▶ **WORK REQUEST**
Below this sentence is a listing; return exactly its lines from the one with "221L290 229L295 233L303" to the one with "box: [243, 154, 254, 176]", both kept, and nothing more.

▶ **PROVIDED RECORDS**
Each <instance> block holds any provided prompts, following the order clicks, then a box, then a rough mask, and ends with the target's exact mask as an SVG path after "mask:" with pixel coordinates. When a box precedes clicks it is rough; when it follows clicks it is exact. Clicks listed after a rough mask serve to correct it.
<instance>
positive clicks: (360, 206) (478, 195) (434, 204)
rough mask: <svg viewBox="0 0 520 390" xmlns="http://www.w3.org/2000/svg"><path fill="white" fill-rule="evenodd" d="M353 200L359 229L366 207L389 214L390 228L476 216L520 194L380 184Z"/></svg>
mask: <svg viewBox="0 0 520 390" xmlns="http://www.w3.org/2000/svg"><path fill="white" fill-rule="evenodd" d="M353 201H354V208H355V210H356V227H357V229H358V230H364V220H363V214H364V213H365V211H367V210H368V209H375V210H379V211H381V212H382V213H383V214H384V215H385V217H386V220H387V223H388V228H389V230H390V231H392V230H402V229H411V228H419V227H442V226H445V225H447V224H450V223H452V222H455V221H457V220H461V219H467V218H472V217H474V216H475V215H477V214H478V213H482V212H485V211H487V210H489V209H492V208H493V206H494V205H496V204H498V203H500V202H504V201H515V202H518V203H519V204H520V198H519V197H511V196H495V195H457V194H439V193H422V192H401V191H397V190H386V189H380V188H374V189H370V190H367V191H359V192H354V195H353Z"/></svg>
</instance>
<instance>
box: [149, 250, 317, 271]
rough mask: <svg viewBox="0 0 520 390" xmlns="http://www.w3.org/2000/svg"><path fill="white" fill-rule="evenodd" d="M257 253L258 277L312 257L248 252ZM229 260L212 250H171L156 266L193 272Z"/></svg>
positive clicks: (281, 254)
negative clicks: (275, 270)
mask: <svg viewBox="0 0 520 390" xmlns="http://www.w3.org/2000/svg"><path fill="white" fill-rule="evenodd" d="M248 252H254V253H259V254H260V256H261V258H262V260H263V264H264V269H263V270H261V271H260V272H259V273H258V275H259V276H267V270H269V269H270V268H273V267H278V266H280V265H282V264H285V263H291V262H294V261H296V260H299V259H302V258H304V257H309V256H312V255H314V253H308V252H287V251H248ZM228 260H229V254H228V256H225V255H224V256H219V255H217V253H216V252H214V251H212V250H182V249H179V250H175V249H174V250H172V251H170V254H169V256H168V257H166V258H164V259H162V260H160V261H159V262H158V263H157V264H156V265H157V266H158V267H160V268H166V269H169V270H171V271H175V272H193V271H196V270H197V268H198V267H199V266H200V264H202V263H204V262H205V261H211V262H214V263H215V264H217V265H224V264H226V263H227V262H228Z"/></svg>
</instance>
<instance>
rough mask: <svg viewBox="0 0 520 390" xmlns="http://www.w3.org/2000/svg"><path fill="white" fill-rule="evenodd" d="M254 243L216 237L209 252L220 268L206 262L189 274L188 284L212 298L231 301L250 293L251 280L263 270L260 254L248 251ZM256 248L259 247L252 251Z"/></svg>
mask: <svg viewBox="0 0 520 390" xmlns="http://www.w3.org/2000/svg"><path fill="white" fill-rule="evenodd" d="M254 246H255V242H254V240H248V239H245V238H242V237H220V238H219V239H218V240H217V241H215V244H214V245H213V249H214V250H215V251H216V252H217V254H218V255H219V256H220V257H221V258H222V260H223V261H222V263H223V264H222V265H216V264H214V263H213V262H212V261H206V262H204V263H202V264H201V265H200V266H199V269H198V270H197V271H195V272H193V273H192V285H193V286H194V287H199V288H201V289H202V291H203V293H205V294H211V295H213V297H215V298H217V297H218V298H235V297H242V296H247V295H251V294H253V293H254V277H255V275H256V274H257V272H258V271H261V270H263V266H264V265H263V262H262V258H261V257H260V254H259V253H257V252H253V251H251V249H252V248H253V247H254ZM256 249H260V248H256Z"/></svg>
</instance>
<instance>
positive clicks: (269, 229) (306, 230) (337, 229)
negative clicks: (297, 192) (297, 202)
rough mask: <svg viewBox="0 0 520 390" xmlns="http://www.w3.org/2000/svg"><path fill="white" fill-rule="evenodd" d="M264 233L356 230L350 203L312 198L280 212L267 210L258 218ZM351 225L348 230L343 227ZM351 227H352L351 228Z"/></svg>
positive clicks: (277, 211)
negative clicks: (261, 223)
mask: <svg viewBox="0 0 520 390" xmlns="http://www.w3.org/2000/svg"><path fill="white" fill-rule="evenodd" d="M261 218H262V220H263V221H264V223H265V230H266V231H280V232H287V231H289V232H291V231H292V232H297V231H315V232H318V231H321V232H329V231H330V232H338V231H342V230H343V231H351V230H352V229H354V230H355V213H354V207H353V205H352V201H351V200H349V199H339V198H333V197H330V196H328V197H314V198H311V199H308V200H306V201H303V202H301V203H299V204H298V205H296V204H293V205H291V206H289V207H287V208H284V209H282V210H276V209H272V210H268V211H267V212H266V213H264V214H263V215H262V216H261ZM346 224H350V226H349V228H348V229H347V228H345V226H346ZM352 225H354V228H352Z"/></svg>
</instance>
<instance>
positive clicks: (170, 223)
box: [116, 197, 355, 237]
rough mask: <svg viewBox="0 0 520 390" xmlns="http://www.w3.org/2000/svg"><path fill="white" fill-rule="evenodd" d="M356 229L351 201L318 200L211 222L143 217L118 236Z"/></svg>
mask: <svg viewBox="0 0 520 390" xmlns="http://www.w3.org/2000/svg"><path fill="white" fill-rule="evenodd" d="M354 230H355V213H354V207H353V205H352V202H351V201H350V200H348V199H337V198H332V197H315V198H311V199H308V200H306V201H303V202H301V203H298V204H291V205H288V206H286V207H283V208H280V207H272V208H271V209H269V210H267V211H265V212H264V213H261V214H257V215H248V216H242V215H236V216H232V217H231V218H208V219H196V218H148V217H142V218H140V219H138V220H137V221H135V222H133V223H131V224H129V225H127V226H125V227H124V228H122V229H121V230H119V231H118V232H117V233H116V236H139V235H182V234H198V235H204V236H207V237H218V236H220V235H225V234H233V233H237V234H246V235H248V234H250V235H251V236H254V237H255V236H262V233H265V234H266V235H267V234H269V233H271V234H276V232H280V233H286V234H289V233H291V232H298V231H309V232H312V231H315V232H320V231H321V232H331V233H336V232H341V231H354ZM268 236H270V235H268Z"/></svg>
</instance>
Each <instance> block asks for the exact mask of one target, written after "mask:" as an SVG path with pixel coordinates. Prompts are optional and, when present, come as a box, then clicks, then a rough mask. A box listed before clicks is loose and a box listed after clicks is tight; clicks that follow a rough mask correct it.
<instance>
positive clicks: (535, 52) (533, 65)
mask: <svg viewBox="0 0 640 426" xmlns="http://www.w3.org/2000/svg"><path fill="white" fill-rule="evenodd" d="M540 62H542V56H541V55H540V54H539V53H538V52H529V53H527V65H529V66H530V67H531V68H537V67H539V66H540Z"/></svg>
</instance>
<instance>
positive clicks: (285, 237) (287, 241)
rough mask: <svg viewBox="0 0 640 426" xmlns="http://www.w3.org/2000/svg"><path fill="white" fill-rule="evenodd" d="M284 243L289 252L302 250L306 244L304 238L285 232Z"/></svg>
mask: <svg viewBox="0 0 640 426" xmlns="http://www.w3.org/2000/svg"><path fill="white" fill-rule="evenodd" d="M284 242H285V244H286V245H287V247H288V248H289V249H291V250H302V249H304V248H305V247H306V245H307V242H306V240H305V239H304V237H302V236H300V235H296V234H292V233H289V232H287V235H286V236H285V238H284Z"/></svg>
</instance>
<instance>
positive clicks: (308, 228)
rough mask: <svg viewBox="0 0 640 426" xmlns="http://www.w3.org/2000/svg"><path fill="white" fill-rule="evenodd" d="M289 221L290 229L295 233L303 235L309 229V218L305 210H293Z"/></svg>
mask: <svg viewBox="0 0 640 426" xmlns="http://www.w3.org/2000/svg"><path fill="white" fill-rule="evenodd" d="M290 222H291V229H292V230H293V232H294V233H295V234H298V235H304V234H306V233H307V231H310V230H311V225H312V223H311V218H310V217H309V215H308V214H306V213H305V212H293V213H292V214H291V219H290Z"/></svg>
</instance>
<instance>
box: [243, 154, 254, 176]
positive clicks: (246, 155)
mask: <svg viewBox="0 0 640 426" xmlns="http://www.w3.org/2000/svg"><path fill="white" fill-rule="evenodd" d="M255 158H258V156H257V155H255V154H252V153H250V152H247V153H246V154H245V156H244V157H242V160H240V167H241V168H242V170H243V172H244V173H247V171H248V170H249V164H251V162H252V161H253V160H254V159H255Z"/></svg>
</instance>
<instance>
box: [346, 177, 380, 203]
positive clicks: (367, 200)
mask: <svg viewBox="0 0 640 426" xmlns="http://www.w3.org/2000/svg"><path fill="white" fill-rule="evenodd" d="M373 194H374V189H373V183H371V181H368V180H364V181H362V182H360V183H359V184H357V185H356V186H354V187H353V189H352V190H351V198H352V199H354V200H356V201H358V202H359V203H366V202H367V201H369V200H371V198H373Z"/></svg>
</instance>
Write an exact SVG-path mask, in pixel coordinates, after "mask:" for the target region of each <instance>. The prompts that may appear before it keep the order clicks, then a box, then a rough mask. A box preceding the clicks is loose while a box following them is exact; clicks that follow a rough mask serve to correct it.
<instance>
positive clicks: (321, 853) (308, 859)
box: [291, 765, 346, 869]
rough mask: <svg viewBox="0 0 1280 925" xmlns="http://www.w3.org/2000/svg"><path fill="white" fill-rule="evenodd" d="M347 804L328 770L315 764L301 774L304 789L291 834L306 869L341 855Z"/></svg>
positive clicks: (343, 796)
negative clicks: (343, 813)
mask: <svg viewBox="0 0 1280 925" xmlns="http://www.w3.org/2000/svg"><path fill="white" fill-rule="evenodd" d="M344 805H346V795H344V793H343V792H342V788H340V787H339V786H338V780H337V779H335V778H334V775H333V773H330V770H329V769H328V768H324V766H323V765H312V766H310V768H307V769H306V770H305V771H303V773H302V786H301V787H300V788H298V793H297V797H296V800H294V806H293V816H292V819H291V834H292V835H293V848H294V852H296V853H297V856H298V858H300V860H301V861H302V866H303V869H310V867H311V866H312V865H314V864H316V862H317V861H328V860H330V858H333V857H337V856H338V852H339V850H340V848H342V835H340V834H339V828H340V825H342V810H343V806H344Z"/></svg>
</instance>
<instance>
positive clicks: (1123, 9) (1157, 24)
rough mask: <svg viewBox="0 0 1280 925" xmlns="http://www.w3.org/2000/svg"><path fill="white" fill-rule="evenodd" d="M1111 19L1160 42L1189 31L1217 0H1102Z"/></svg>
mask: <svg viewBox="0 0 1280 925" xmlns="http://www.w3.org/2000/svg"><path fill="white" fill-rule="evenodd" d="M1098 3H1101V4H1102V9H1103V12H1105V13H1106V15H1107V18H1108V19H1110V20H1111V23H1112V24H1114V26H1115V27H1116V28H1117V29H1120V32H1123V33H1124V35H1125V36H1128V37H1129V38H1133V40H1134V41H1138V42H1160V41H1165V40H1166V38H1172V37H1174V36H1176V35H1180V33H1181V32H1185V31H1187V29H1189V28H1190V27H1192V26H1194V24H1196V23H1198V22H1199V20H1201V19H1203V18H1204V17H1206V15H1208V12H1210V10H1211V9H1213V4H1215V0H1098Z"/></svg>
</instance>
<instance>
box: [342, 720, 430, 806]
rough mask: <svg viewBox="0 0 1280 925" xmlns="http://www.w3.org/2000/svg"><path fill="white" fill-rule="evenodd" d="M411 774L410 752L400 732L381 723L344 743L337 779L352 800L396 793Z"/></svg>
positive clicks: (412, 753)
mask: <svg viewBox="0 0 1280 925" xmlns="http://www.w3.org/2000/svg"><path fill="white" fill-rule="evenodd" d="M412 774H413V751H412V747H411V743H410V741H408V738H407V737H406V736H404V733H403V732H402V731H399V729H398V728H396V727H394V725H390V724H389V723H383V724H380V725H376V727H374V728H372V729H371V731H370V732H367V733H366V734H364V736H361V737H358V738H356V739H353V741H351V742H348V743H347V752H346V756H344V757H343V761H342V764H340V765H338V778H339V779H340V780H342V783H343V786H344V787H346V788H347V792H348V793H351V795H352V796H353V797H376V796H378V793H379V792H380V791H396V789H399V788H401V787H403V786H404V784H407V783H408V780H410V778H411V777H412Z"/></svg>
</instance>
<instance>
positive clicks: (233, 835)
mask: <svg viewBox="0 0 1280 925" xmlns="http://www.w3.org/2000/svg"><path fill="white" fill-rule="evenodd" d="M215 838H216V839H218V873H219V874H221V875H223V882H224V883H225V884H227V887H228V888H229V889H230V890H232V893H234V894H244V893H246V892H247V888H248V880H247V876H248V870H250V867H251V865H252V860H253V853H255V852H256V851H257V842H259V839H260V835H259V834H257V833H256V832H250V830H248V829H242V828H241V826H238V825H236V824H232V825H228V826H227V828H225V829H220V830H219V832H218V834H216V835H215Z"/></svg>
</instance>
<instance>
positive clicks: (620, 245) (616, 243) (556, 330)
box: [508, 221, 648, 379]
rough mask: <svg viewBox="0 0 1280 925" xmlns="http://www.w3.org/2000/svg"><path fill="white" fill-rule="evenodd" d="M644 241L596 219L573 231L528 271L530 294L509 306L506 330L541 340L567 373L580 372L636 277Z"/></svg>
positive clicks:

▶ **SOLUTION**
rough mask: <svg viewBox="0 0 640 426" xmlns="http://www.w3.org/2000/svg"><path fill="white" fill-rule="evenodd" d="M289 221L290 229L295 233L303 235L309 229V218L305 210H293Z"/></svg>
mask: <svg viewBox="0 0 640 426" xmlns="http://www.w3.org/2000/svg"><path fill="white" fill-rule="evenodd" d="M290 222H291V229H292V230H293V232H294V233H295V234H298V235H304V234H306V233H307V231H310V230H311V225H312V223H311V218H310V217H309V215H308V214H306V213H305V212H293V213H292V214H291V219H290Z"/></svg>
</instance>
<instance>
box: [243, 154, 254, 176]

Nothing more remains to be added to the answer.